**Estratto della fonte**
La presidente del Consiglio rompe il silenzio sulla consultazione dell’8 e 9 giugno: andrà al seggio, ma non ritirerà le schede. Una scelta che alimenta il fronte dell’astensione, scatena la reazione delle opposizioni e accende i riflettori sulla posta politica del quorum.

Meloni: “Vado al seggio ma non ritiro le schede”. Scoppia la polemica sui referendum.

La presidente del Consiglio rompe il silenzio sulla consultazione dell’8 e 9 giugno: andrà al seggio, ma non ritirerà le schede. Una scelta che alimenta il fronte dell’astensione, scatena la reazione delle opposizioni e accende i riflettori sulla posta politica del quorum.

Nel giorno simbolico del 2 giugno, anniversario della nascita della Repubblica e primo voto a suffragio universale in Italia, la premier Giorgia Meloni ha annunciato che domenica e lunedì prossimi si recherà al seggio per i cinque referendum promossi da sinistra e sindacati, ma non ritirerà le schede. Un gesto carico di significati istituzionali e politici, che formalmente rientra nelle opzioni previste dalla legge, ma che nei fatti viene letto come una strategia di astensione mascherata.

**Obiettivo dell'esercizio**
Riporti senza alcuna modifica il passo dell'articolo sui referendum che va da «Nel giorno simbolico» fino a «di astensione mascherata.».

**Dati registrati**
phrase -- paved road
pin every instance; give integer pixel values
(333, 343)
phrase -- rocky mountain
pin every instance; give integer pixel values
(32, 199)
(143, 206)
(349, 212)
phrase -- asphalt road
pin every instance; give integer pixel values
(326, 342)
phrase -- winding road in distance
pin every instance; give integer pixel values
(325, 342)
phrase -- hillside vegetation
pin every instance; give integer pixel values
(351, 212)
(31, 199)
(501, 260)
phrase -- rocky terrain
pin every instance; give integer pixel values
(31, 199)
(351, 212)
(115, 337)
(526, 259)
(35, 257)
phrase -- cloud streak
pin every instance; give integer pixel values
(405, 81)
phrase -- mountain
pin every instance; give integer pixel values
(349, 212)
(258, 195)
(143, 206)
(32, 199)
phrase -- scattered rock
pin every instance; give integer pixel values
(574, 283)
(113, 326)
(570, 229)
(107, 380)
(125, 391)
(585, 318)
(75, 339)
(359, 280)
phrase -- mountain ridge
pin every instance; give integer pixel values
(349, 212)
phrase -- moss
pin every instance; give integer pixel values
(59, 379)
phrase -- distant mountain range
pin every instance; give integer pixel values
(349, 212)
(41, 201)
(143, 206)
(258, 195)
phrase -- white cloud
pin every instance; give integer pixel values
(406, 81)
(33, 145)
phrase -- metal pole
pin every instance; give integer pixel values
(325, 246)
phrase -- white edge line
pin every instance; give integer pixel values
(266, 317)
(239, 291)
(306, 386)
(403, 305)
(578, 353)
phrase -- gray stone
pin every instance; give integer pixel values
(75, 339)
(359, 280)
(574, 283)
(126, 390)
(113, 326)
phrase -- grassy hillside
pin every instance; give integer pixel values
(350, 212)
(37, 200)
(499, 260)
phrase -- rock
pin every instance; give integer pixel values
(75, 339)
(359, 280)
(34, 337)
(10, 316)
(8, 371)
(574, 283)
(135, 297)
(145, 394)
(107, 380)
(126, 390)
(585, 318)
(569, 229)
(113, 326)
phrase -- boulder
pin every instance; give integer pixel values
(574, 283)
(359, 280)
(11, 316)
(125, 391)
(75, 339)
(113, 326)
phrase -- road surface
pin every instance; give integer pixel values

**Soluzione dell'esercizio**
Nel giorno simbolico del 2 giugno, anniversario della nascita della Repubblica e primo voto a suffragio universale in Italia, la premier Giorgia Meloni ha annunciato che domenica e lunedì prossimi si recherà al seggio per i cinque referendum promossi da sinistra e sindacati, ma non ritirerà le schede. Un gesto carico di significati istituzionali e politici, che formalmente rientra nelle opzioni previste dalla legge, ma che nei fatti viene letto come una strategia di astensione mascherata.